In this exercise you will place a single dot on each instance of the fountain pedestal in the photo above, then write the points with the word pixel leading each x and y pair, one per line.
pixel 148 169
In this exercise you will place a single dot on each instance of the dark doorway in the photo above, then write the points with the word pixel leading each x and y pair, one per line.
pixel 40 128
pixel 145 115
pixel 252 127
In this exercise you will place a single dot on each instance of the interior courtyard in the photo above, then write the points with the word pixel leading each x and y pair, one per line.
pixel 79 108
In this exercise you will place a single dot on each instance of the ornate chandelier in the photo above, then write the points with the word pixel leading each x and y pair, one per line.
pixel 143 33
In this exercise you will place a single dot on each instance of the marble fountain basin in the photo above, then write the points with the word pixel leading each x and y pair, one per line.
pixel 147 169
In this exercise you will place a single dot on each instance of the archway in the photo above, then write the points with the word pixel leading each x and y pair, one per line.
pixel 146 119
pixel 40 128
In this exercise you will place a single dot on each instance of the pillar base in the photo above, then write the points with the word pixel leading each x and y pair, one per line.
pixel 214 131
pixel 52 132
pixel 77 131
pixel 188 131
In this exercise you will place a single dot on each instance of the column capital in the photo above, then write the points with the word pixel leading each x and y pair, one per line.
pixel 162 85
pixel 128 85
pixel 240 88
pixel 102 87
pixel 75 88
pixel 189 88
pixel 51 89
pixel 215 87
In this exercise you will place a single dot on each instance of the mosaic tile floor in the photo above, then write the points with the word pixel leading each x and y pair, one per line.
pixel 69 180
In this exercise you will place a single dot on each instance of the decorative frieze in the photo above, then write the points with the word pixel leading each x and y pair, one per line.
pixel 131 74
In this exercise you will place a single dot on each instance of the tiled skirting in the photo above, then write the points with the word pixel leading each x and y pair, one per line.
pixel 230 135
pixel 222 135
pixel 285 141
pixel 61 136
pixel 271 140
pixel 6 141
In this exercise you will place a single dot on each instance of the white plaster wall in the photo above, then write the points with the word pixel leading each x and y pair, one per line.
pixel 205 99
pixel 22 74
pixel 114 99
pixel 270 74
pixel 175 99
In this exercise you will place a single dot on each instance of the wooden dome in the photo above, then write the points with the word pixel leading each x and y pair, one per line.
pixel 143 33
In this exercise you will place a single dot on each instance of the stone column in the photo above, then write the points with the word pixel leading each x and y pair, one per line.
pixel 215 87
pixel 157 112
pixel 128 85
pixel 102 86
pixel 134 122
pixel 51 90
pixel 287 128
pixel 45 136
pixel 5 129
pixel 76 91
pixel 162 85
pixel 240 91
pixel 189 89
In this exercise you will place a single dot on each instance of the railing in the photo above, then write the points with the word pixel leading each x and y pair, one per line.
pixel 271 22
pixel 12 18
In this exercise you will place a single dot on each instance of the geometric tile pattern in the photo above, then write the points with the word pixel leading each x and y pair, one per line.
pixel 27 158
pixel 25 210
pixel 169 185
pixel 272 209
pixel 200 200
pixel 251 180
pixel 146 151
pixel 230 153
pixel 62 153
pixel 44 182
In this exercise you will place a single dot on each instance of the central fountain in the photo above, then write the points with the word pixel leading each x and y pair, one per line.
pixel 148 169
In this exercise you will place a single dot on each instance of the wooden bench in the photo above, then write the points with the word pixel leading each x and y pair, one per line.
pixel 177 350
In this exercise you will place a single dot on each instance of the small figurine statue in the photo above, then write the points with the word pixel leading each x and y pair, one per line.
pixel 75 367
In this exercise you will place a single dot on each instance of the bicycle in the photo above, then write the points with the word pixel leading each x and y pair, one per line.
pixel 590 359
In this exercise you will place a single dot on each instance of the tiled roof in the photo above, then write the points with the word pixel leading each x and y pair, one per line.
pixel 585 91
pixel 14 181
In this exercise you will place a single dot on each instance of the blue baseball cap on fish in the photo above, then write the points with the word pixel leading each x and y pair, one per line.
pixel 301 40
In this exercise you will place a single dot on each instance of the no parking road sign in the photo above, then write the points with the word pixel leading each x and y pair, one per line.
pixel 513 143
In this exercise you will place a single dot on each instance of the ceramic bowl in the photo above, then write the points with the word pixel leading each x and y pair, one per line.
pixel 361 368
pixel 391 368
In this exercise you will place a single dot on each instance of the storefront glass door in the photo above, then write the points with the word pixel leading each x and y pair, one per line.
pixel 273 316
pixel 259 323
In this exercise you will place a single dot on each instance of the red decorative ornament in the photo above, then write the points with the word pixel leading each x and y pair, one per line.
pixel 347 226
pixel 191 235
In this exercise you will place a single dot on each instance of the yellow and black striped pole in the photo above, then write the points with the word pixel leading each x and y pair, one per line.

────

__Task requirements__
Throughout the listing above, rename "single dot" to "single marker", and reproduce every line with no other alteration.

__Output__
In this exercise you will place a single marker on each instance of the fountain pedestal in the photo above, then write the points with the word pixel leading each x and y pair, one per line.
pixel 148 169
In this exercise you will place a single marker on each instance of the dark doorway in the photo above, then write the points with the word pixel leading each x and y pair, one per line.
pixel 40 128
pixel 145 115
pixel 252 127
In this exercise you will place a single marker on each instance of the interior courtyard in the photo above, then write the points with the word pixel leading each x and y pair, one per line.
pixel 79 108
In this exercise you will place a single marker on each instance of the ornate chandelier in the photo above, then write the points with the word pixel leading each x and y pair, one per line.
pixel 143 33
In this exercise you will place a single marker on each instance of the marble fountain basin in the photo above, then write the points with the word pixel leading each x and y pair, one per line.
pixel 147 169
In this exercise you will place a single marker on each instance of the archway in the photo above, then write the points with the word pixel leading each x and y pair, one per line.
pixel 146 119
pixel 40 128
In this exercise you will place a single marker on each instance of the pillar base in the photo above, then write the points with the word pixel leading each x and y pair, one per line.
pixel 214 131
pixel 52 132
pixel 77 131
pixel 188 131
In this exercise you will place a single marker on each instance of the column capital in the photo above, then write the points with the word pixel leading each x and y pair, one per line.
pixel 162 85
pixel 128 85
pixel 240 88
pixel 102 87
pixel 75 88
pixel 189 88
pixel 51 89
pixel 215 87
In this exercise you will place a single marker on each instance of the mosaic tile floor in the photo above, then write the points with the word pixel leading each x and y pair, one per line.
pixel 69 180
In this exercise you will place a single marker on each instance of the decorative frieze in the photo above, then write the points with the word pixel leading each x and y pair, one per line.
pixel 131 74
In this exercise you will place a single marker on each instance of the tiled skirting in the photo above, then write the points with the word pixel leading each x and y pair, one per line.
pixel 230 135
pixel 222 135
pixel 285 141
pixel 61 136
pixel 271 140
pixel 6 141
In this exercise you will place a single marker on each instance of the white plaster wall in the photo above, then write the points with the word pixel leading each x and y pair, one per line.
pixel 205 99
pixel 22 74
pixel 114 99
pixel 270 74
pixel 175 99
In this exercise you will place a single marker on each instance of the wooden dome in the photo above, then write the points with the word pixel leading each x and y pair, one per line.
pixel 143 33
In this exercise you will place a single marker on each instance of the stone column in the photo above, then write the points with the word pixel leading each x and y pair, one per line.
pixel 215 87
pixel 157 112
pixel 128 85
pixel 102 86
pixel 134 122
pixel 51 90
pixel 287 128
pixel 45 136
pixel 5 129
pixel 76 91
pixel 162 85
pixel 240 91
pixel 189 89
In this exercise you will place a single marker on each instance of the railing in the photo above, then write the points with the word pixel leading each x and y pair, one per line.
pixel 271 22
pixel 12 18
In this exercise you will place a single marker on each instance of the geometric tile pattern in the photo above, then write the points with the word pixel leading each x and y pair, one per line.
pixel 27 158
pixel 25 210
pixel 169 185
pixel 272 209
pixel 200 200
pixel 251 180
pixel 146 151
pixel 230 153
pixel 62 153
pixel 44 182
In this exercise you will place a single marker on each instance of the central fountain in the photo above, then write the points with the word pixel leading each x and y pair, one per line.
pixel 148 169
In this exercise you will place a single marker on each instance of the wooden bench in the photo above, then write the points with the word pixel leading each x and y pair, one per line.
pixel 177 350
In this exercise you will place a single marker on each instance of the small figurine statue in the photo above, then write the points with the word pixel leading each x and y pair, one per line.
pixel 75 367
In this exercise you will place a single marker on each instance of the bicycle in the photo above, then write the points with the word pixel leading each x and y pair, one per line.
pixel 590 359
In this exercise you will place a single marker on each instance of the tiled roof in the photo above, then write the points with the word pixel leading each x and y pair, one per line.
pixel 585 91
pixel 14 181
In this exercise you will place a single marker on each instance of the blue baseball cap on fish in the photo above, then write the points with the word pixel leading each x and y pair, one per line.
pixel 301 40
In this exercise you will place a single marker on each instance of the no parking road sign in the photo above, then write the points with the word pixel leading each x and y pair, one per line.
pixel 513 143
In this exercise you will place a single marker on each instance of the ceramic bowl in the photo above, then write the points with the word pixel leading each x and y pair, one per line.
pixel 361 368
pixel 391 368
In this exercise you will place a single marker on each instance of the storefront glass door in the photo above, then write the points with the word pixel leading each x and y pair, one per line.
pixel 273 316
pixel 259 323
In this exercise you will place a single marker on each instance of the red decorative ornament in the photo above, then write the points with the word pixel leading each x and y pair, one per line.
pixel 347 226
pixel 191 235
In this exercise you will place a single marker on each instance of the yellow and black striped pole in the photo above, then write the points with the word pixel leading each x and y pair, one per line.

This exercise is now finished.